* **Task description**: Please give the data again in full, precisely as it is written.

* **Data section**:
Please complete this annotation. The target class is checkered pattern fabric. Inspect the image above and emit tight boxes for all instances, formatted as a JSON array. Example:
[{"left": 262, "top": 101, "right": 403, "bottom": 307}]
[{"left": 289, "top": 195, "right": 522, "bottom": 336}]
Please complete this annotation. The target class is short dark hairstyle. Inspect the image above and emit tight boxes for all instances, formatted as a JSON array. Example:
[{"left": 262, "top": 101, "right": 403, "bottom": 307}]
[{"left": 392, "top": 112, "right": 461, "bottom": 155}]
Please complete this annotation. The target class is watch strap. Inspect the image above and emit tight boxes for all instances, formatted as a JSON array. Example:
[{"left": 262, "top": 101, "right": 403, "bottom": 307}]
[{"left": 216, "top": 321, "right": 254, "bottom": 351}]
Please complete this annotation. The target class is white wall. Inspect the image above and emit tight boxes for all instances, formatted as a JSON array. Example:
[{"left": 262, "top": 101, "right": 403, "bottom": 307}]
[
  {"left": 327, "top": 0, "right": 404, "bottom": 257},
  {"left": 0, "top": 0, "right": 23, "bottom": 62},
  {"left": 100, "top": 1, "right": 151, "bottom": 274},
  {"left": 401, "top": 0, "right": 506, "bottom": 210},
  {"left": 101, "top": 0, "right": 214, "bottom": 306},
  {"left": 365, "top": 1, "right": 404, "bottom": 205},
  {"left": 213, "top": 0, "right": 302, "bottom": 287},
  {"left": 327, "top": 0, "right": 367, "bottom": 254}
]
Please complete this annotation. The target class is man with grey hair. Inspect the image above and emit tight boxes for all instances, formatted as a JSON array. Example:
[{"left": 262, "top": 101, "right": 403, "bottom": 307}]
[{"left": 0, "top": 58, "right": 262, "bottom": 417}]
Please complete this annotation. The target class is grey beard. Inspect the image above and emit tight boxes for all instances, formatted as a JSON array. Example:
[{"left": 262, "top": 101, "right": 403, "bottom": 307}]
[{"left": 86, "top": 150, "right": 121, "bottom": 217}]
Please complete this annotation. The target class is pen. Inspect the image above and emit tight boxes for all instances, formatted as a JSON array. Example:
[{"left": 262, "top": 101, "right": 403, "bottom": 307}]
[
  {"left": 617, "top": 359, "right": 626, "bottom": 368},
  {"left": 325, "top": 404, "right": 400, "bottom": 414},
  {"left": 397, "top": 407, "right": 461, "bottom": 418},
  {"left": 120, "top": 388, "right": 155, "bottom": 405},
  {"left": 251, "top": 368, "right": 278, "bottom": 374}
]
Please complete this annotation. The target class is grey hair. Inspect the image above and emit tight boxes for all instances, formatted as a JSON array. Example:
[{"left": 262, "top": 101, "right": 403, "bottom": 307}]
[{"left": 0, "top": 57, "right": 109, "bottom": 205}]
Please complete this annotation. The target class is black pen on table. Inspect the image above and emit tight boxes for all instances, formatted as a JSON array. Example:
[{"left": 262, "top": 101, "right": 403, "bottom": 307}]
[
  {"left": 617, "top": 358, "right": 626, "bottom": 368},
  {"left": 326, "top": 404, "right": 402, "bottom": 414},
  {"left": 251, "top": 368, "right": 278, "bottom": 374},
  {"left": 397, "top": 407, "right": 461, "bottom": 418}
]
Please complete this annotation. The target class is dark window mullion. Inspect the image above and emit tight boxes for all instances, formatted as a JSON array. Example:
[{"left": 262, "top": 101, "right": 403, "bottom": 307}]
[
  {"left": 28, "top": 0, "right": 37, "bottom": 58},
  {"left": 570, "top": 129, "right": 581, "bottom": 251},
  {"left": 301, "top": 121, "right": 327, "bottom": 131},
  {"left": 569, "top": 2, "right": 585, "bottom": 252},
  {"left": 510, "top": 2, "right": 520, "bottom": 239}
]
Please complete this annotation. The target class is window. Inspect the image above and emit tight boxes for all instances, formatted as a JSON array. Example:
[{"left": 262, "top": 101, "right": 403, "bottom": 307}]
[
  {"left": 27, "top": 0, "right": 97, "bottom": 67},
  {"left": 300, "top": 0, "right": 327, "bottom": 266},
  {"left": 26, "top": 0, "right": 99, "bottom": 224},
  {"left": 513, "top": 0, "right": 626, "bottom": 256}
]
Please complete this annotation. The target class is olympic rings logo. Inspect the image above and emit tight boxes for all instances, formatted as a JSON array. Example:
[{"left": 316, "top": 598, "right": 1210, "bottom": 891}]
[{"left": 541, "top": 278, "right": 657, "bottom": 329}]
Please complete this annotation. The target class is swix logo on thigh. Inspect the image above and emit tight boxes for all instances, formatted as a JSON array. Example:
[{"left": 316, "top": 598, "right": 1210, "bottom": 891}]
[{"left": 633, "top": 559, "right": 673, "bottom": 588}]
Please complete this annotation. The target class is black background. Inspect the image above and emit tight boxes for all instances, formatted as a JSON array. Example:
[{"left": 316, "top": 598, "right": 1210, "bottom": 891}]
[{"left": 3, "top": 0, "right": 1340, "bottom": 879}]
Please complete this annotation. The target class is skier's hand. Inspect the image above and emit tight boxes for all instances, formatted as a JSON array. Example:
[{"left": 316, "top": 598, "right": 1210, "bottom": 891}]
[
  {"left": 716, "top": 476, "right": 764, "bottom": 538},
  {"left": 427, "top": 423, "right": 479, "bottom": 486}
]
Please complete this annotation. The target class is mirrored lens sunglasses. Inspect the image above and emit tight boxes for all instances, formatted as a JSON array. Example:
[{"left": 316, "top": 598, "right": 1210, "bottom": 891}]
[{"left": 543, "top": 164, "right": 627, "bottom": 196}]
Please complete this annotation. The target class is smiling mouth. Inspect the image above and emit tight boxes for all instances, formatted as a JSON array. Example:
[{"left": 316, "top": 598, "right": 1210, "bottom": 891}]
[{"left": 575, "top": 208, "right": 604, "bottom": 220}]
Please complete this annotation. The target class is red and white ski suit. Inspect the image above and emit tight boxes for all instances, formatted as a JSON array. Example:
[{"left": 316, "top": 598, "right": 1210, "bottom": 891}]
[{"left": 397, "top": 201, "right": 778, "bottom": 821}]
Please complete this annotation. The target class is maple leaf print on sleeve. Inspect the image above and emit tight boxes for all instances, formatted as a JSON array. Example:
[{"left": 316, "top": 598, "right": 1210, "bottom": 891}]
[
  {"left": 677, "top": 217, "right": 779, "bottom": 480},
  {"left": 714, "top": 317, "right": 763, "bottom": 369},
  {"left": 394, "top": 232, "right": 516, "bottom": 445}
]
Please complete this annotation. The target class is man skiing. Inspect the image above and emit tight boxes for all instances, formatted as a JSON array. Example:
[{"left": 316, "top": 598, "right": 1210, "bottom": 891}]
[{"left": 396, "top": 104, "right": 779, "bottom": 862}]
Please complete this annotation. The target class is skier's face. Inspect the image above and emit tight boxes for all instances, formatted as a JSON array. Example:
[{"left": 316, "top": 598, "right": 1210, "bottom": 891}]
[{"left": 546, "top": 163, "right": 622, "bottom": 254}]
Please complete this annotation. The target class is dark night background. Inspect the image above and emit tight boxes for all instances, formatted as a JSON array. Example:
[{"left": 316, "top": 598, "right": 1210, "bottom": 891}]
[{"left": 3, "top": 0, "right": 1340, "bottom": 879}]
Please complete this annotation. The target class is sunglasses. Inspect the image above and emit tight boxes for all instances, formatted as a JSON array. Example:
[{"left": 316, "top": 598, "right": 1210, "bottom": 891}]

* **Answer for the task**:
Please complete this annotation. The target class is checkered pattern fabric. Inspect the image above and emit tight boxes for all instances, formatted as a JSON array. Example:
[{"left": 262, "top": 101, "right": 403, "bottom": 307}]
[{"left": 289, "top": 195, "right": 522, "bottom": 336}]
Please complete this annotation. The target class is short dark hairstyle. Inspect the image above and emit tight boxes for all instances, formatted as a JSON array. Example:
[{"left": 262, "top": 101, "right": 403, "bottom": 307}]
[{"left": 392, "top": 112, "right": 461, "bottom": 155}]
Please complete this annotation. The target class is watch strap. Inspect the image above and emit tight boxes for all instances, formatted as a JSON array. Example:
[{"left": 262, "top": 101, "right": 403, "bottom": 307}]
[{"left": 216, "top": 321, "right": 254, "bottom": 351}]
Please complete this annotation. The target class is white wall. Inspect the image above and emit tight boxes for all instances, formatted as a JSON array. Example:
[{"left": 262, "top": 101, "right": 403, "bottom": 307}]
[
  {"left": 327, "top": 0, "right": 404, "bottom": 257},
  {"left": 0, "top": 0, "right": 23, "bottom": 62},
  {"left": 100, "top": 1, "right": 151, "bottom": 274},
  {"left": 401, "top": 0, "right": 506, "bottom": 210},
  {"left": 101, "top": 0, "right": 214, "bottom": 306},
  {"left": 365, "top": 1, "right": 404, "bottom": 205},
  {"left": 213, "top": 0, "right": 302, "bottom": 287},
  {"left": 327, "top": 0, "right": 367, "bottom": 254}
]
Please complete this annotation. The target class is man with grey hair. Inspect the image above and emit tight boxes for all instances, formatted as a JSON array. Example:
[{"left": 262, "top": 101, "right": 403, "bottom": 307}]
[{"left": 0, "top": 58, "right": 262, "bottom": 417}]
Please complete this annotation. The target class is grey beard. Inspect the image above and emit tight boxes for all instances, formatted as a JSON array. Example:
[{"left": 262, "top": 101, "right": 403, "bottom": 307}]
[{"left": 86, "top": 150, "right": 121, "bottom": 217}]
Please complete this annotation. The target class is pen. Inspect the image above and emit tight boxes for all instances, formatted as a JSON array. Example:
[{"left": 262, "top": 101, "right": 403, "bottom": 307}]
[
  {"left": 617, "top": 359, "right": 626, "bottom": 368},
  {"left": 325, "top": 404, "right": 400, "bottom": 414},
  {"left": 397, "top": 407, "right": 461, "bottom": 418},
  {"left": 120, "top": 388, "right": 155, "bottom": 405},
  {"left": 251, "top": 368, "right": 278, "bottom": 374}
]
Please complete this annotation. The target class is grey hair. Inspect the image above and emit tight boxes for all instances, formatted as a JSON array. Example:
[{"left": 262, "top": 101, "right": 403, "bottom": 307}]
[{"left": 0, "top": 57, "right": 109, "bottom": 205}]
Please complete this annotation. The target class is black pen on table. Inspect the image above and emit tight boxes for all instances, formatted as a JSON array. Example:
[{"left": 262, "top": 101, "right": 403, "bottom": 307}]
[
  {"left": 617, "top": 358, "right": 626, "bottom": 368},
  {"left": 326, "top": 404, "right": 402, "bottom": 414},
  {"left": 251, "top": 368, "right": 278, "bottom": 374},
  {"left": 397, "top": 407, "right": 461, "bottom": 418}
]
Please complete this annotation. The target class is dark window mullion. Inspect the image above and emit tight boxes for all instances, formatted as a JSON array. Example:
[{"left": 262, "top": 101, "right": 403, "bottom": 307}]
[
  {"left": 28, "top": 0, "right": 37, "bottom": 58},
  {"left": 570, "top": 129, "right": 581, "bottom": 251},
  {"left": 301, "top": 121, "right": 327, "bottom": 131},
  {"left": 569, "top": 2, "right": 585, "bottom": 252},
  {"left": 510, "top": 2, "right": 520, "bottom": 239}
]
Please complete this annotation. The target class is window. Inspect the image above and emit tight boxes for all instances, formatted as a JSON array. Example:
[{"left": 262, "top": 101, "right": 403, "bottom": 307}]
[
  {"left": 27, "top": 0, "right": 97, "bottom": 67},
  {"left": 300, "top": 0, "right": 327, "bottom": 266},
  {"left": 26, "top": 0, "right": 99, "bottom": 224},
  {"left": 513, "top": 0, "right": 626, "bottom": 256}
]
Please complete this annotation. The target class is olympic rings logo. Inspect the image above and emit tight boxes for all instances, formatted as a JSON array. Example:
[{"left": 316, "top": 598, "right": 1210, "bottom": 891}]
[{"left": 541, "top": 278, "right": 657, "bottom": 329}]
Please complete this annotation. The target class is swix logo on thigh. Inspect the image above and emit tight boxes for all instances, formatted as a JSON array. Example:
[{"left": 316, "top": 598, "right": 1210, "bottom": 891}]
[{"left": 633, "top": 559, "right": 673, "bottom": 588}]
Please complete this annotation. The target class is black background. Inspect the image above and emit tight boxes for all instances, formatted as a JSON array. Example:
[{"left": 316, "top": 598, "right": 1210, "bottom": 891}]
[{"left": 3, "top": 0, "right": 1340, "bottom": 879}]
Please complete this annotation. The target class is skier's hand. Inspect the image above and emit tight boxes for all instances, formatted as a JSON array. Example:
[{"left": 316, "top": 598, "right": 1210, "bottom": 891}]
[
  {"left": 716, "top": 476, "right": 764, "bottom": 538},
  {"left": 427, "top": 423, "right": 479, "bottom": 486}
]
Please complete this annotation. The target class is mirrored lens sunglasses. Inspect the image above and emit tight boxes for all instances, formatted as a JSON array. Example:
[{"left": 316, "top": 598, "right": 1210, "bottom": 891}]
[{"left": 543, "top": 164, "right": 627, "bottom": 196}]
Please complete this annotation. The target class is smiling mouth. Inspect the image above and emit tight boxes for all instances, formatted as a JSON array. Example:
[{"left": 316, "top": 598, "right": 1210, "bottom": 891}]
[{"left": 575, "top": 208, "right": 604, "bottom": 220}]
Please complete this annotation. The target class is red and white ski suit. Inspect the image above and emit tight boxes for all instances, formatted as a JSON array. Example:
[{"left": 316, "top": 598, "right": 1210, "bottom": 891}]
[{"left": 397, "top": 201, "right": 778, "bottom": 821}]
Please complete this annotation. The target class is maple leaf print on sleeve. Inspect the image above and emit tight boxes for all instances, formatted as a JSON array. Example:
[{"left": 316, "top": 598, "right": 1210, "bottom": 891}]
[
  {"left": 677, "top": 217, "right": 779, "bottom": 480},
  {"left": 714, "top": 317, "right": 763, "bottom": 369},
  {"left": 394, "top": 232, "right": 516, "bottom": 445}
]
Please complete this annotation. The target class is man skiing. Inspect the image above and emit tight boxes for all instances, formatted as a JSON array. Example:
[{"left": 316, "top": 598, "right": 1210, "bottom": 891}]
[{"left": 396, "top": 104, "right": 779, "bottom": 862}]
Please complete this annotation. The target class is skier's face. Inspect the image above and emit tight boxes for all instances, formatted as a JSON array. Example:
[{"left": 316, "top": 598, "right": 1210, "bottom": 891}]
[{"left": 546, "top": 163, "right": 622, "bottom": 254}]
Please complete this annotation. The target class is dark night background. Inspect the image above and emit tight boxes for all instances, formatted as a JSON array. Example:
[{"left": 316, "top": 598, "right": 1210, "bottom": 891}]
[{"left": 3, "top": 0, "right": 1340, "bottom": 879}]
Please complete this annotation. The target class is sunglasses. Inspect the image above and emit tight boxes for all instances, formatted as a JSON array. Example:
[{"left": 316, "top": 598, "right": 1210, "bottom": 891}]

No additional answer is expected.